DIRECTION A -
Copy out everything in the records from their very first line down to the line containing "M 264 505 L", including both of those lines.

Steve was offered an opportunity to get closer to the business of music in 1977 with his appointment as East Coast Director of A&R and later as Vice President of Mercury Records. As a New York A&R executive in Dublin, Steve had also passed on a young group by the name of U2, a decision that Steve would regret for the rest of his life. It was during his visits to Ireland that Steve became enamored with all things Irish, especially the traditional music and Irish literature. This awareness turned into obsession and in 1987, Steve became Managing Director of Green Linnet Records, the foremost record label of traditional Irish music in America. Steve stayed on at Green Linnet for five years, during which time he married his one true love, Alison Palmer, a ceramic artist. Steve still performs, is a professional photographer, and is now in the process of writing his memoirs, the book, "Blood, Sweat & My Rock and Roll Years, will be published in the Spring of 2015 by Lyons Press.
What do you learn about yourself from the blues and what does the blues mean to you?
I didn’t learn so much about myself because my background and environment was so much different then the environment that created and sustained the blues. I saw the blues as the most American of musical forms, created within the Black community, reflecting very harsh social conditions and how the Black community reacted to those conditions. That was from a purely objective and historical point of view. From a subjective point of view, I related to the blues because it was soulful and real and I wanted to be able to get inside of it and feel the freedom and pain and joy that the blues had to offer...
How do you describe Steve Katz sound and songbook? What characterize your music philosophy?
I don’t think there is a “Steve Katz” sound. My songs have mostly been about ill-fated or unrequited love affairs, written and performed as ballads. My musical philosophy has always been limited by my ability. I can interpret a blues, but I could never write one. I’ve never lived in that kind of environment. As far as my taste in music, I very simply enjoy anything that, to my ears, is good.

TASK INPUTS -
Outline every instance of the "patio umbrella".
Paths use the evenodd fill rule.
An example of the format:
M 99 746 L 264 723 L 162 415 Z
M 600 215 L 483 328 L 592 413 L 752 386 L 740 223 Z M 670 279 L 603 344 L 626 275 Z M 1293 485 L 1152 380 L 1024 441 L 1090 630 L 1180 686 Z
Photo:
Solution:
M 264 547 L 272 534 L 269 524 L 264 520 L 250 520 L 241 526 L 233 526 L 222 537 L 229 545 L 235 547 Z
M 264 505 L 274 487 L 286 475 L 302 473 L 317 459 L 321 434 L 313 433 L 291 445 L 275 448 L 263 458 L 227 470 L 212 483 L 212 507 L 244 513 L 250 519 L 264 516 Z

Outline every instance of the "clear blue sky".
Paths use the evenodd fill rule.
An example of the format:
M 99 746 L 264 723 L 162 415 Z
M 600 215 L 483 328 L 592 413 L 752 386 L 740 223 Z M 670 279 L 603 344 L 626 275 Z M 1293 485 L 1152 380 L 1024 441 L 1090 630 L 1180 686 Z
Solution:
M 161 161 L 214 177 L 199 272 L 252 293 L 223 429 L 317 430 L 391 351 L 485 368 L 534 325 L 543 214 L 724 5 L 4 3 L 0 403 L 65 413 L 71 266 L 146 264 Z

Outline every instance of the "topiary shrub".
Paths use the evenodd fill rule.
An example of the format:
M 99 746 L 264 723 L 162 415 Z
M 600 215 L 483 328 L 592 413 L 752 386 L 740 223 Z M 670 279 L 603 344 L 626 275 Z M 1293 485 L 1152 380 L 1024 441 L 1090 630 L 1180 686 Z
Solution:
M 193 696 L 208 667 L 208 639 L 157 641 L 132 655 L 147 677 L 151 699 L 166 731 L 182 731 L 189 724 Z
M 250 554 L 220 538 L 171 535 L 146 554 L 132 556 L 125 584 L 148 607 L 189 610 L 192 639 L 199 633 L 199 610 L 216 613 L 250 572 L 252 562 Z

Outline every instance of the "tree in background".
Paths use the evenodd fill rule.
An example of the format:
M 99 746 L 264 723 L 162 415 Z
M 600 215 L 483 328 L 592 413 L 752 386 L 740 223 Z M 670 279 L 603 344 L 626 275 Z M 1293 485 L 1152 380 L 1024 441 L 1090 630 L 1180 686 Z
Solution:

DIRECTION B -
Print the whole interview with Steve Katz again, word for word.

TASK RESPONSE A -
Outline every instance of the "patio umbrella".
Paths use the evenodd fill rule.
An example of the format:
M 99 746 L 264 723 L 162 415 Z
M 600 215 L 483 328 L 592 413 L 752 386 L 740 223 Z M 670 279 L 603 344 L 626 275 Z M 1293 485 L 1152 380 L 1024 441 L 1090 630 L 1180 686 Z
Photo:
Solution:
M 264 547 L 272 534 L 269 524 L 264 520 L 250 520 L 241 526 L 233 526 L 222 537 L 229 545 L 235 547 Z
M 264 505 L 274 487 L 286 475 L 302 473 L 317 459 L 321 434 L 313 433 L 291 445 L 275 448 L 263 458 L 227 470 L 212 483 L 212 507 L 244 513 L 250 519 L 264 516 Z

TASK RESPONSE B -
Steve was offered an opportunity to get closer to the business of music in 1977 with his appointment as East Coast Director of A&R and later as Vice President of Mercury Records. As a New York A&R executive in Dublin, Steve had also passed on a young group by the name of U2, a decision that Steve would regret for the rest of his life. It was during his visits to Ireland that Steve became enamored with all things Irish, especially the traditional music and Irish literature. This awareness turned into obsession and in 1987, Steve became Managing Director of Green Linnet Records, the foremost record label of traditional Irish music in America. Steve stayed on at Green Linnet for five years, during which time he married his one true love, Alison Palmer, a ceramic artist. Steve still performs, is a professional photographer, and is now in the process of writing his memoirs, the book, "Blood, Sweat & My Rock and Roll Years, will be published in the Spring of 2015 by Lyons Press.
What do you learn about yourself from the blues and what does the blues mean to you?
I didn’t learn so much about myself because my background and environment was so much different then the environment that created and sustained the blues. I saw the blues as the most American of musical forms, created within the Black community, reflecting very harsh social conditions and how the Black community reacted to those conditions. That was from a purely objective and historical point of view. From a subjective point of view, I related to the blues because it was soulful and real and I wanted to be able to get inside of it and feel the freedom and pain and joy that the blues had to offer...
How do you describe Steve Katz sound and songbook? What characterize your music philosophy?
I don’t think there is a “Steve Katz” sound. My songs have mostly been about ill-fated or unrequited love affairs, written and performed as ballads. My musical philosophy has always been limited by my ability. I can interpret a blues, but I could never write one. I’ve never lived in that kind of environment. As far as my taste in music, I very simply enjoy anything that, to my ears, is good.